Texte:
═══

En matière de dépenses, l'effort devrait s'établir à hauteur de 3,2 milliards d'euros pour 2014. 2,4 milliards d'euros d'économies seront réalisées au titre de l'objectif national des dépenses d'assurance maladie (ONDAM), fixé à 2,4 % cette année. Afin de montrer l'ampleur de l'effort réalisé, je rappellerai qu'historiquement, les dépenses d'assurance maladie augmentent de 4 % par an même si l'on constate depuis peu de temps une tendance au ralentissement de ces dépenses. 0,52 milliard d'euros d'économies concerneraient la branche vieillesse, en raison notamment du report de l'indexation des pensions du 1er avril au 1er octobre et 60 millions d'euros sur la branche famille. La branche AT-MP devrait en revanche voir ses dépenses s'accroître à hauteur de 120 millions d'euros en raison de l'augmentation de la dotation à destination du Fonds d'indemnisation des victimes de l'amiante (FIVA). Au total, ce sont donc plus de 3 milliards d'économies budgétaires qui figurent dans le présent PLFSS.
Pour la branche maladie, on observe que l'ONDAM est respecté depuis 2011. On note même une sous-exécution de l'ONDAM de 1 milliard d'euros en 2012 et de 500 millions d'euros en 2013. L'essentiel des économies par rapport à la prévision est réalisé au niveau des soins de ville. Pour 2014, l'objectif de progression est fixé à 2,4 % avec une progression de 2,4 % pour les soins de ville, 2,3 % pour les établissements de santé, 3 % pour les établissements et services médico-sociaux. Un sous-objectif de l'ONDAM « Fonds d'intervention régionale » a été institué cette année. Il retracera les dépenses des agences régionales de santé (ARS) et permettra au Parlement de mieux suivre l'utilisation des dotations qui leur sont allouées.
Le montant de 2,4 milliards d'économies prévues pour l'assurance maladie en 2014 résulte de la baisse des tarifs des professionnels libéraux, des actions de maîtrise médicalisée des dépenses, de l'effort réalisé sur le prix des médicaments, sur les dispositifs médicaux, et d'un certain nombre de mesures qui concernent l'hôpital avec notamment la rationalisation de leur politique d'achat. Pour l'essentiel ; les économies réalisées concernent les soins de ville pour 1,8 milliard d'euros et l'hôpital pour 600 millions d'euros.

═══

Jeu d'enregistrements:

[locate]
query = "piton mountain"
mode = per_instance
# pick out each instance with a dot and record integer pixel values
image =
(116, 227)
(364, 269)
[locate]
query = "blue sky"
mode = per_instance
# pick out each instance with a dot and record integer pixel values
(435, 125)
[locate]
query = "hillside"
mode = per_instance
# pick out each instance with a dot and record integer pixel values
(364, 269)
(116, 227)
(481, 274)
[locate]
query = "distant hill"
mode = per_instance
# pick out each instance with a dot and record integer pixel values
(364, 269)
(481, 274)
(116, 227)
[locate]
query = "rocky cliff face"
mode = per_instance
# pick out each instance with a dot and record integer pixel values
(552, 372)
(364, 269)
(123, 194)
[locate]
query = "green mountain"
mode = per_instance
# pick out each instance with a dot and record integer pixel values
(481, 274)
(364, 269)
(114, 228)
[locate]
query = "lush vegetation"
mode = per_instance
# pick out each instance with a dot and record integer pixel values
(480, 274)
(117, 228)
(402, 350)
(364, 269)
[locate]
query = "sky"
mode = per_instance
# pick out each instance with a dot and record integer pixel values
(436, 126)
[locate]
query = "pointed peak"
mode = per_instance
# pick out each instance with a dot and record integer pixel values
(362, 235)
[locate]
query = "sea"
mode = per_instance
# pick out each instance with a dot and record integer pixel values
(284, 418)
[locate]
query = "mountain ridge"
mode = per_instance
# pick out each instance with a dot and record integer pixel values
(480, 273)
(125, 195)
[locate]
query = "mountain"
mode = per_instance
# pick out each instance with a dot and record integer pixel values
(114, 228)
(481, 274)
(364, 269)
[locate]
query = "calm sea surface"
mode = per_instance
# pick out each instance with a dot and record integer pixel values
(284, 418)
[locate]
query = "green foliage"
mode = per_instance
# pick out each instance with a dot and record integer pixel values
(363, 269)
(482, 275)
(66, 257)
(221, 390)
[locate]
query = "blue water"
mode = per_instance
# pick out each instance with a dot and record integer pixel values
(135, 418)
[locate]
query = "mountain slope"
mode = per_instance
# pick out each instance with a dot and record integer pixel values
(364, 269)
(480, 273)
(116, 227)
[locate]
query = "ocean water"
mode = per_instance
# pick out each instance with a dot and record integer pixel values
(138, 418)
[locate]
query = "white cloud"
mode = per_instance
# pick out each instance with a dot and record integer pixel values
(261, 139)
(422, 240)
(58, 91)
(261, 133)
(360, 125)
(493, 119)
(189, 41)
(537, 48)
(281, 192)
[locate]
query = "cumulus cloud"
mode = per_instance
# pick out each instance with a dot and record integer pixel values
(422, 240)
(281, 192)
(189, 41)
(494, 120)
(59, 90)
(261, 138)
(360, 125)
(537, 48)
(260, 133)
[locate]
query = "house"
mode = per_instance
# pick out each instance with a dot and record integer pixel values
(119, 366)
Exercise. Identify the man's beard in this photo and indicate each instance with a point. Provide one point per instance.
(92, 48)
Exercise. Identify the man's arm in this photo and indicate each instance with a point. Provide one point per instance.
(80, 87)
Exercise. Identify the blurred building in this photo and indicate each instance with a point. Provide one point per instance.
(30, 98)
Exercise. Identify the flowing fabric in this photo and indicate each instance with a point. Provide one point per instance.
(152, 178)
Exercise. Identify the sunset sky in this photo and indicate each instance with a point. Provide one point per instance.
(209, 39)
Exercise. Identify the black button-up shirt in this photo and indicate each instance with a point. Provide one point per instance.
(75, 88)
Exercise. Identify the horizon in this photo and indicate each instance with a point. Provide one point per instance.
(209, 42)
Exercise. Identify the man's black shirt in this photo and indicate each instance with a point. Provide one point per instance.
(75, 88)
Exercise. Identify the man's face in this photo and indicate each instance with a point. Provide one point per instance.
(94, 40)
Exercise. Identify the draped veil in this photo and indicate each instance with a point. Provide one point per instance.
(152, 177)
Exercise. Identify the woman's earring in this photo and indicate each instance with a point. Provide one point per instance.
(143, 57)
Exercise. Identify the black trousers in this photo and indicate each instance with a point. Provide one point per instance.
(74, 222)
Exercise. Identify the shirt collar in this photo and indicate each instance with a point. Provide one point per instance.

═══

Exercice 1:
Répondez aux questions suivantes d'après le texte sur les dépenses de la sécurité sociale.
(a) À quelle date l'indexation des pensions est-elle reportée ?
(b) De quel montant l'ONDAM a-t-il été sous-exécuté en 2012 ?
(c) Quel montant d'économies concerne l'hôpital ?
Exercice 2:
Expliquez, d'après le texte sur les dépenses de la sécurité sociale, pourquoi les dépenses de la branche AT-MP augmentent en 2014.
Exercice 3:
Poursuivez le texte sur les dépenses de la sécurité sociale après sa dernière phrase.
La liste n'a aucun lien avec le texte sur les dépenses de la sécurité sociale.

Réponse 1:
(a) Au 1er octobre.
(b) De 1 milliard d'euros.
(c) 600 millions d'euros.

Réponse 2:
Les dépenses de la branche AT-MP augmentent de 120 millions d'euros en raison de la hausse de la dotation au Fonds d'indemnisation des victimes de l'amiante (FIVA).

Réponse 3:
L'amélioration du solde de la branche vieillesse s'élèverait en 2014 à 2,5 milliards d'euros, en raison notamment de la hausse des cotisations d'assurance vieillesse, du report de la date de revalorisation des pensions et d'effets « transferts » chômage et maladie qui correspondent à des transferts techniques entre les régimes de retraite et le FSV.
Pour la branche AT-MP, il faut se réjouir du retour à un solde excédentaire en 2013 et 2014. Cette situation s'explique par la logique assurantielle du système.
Le solde de la branche famille devrait s'améliorer de 1 milliard d'euros, ce qui correspond au montant de l'affectation du produit de la réforme du plafonnement du quotient familial. Les économies principales sont réalisées dans le secteur des aides à l'enfance et de la prestation d'accueil du jeune enfant (PAJE). A l'inverse, il faut noter deux mesures de dépenses nouvelles en faveur des familles nombreuses, avec la majoration de 50 % du complément familial (CF), et des familles monoparentales avec la majoration de l'allocation de soutien familial (ASF) pour un montant total de 110 millions d'euros.
Je finirai mon exposé par une présentation de la trajectoire pluriannuelle de rééquilibrage des comptes sociaux de 2013 à 2017. La branche vieillesse, en particulier pour le régime général, serait à l'équilibre à l'horizon 2016-2017. Au total, le déficit des différents régimes de base de la sécurité sociale et du FSV diminuerait sensiblement pour s'établir à 5,3 milliards d'euros en 2017.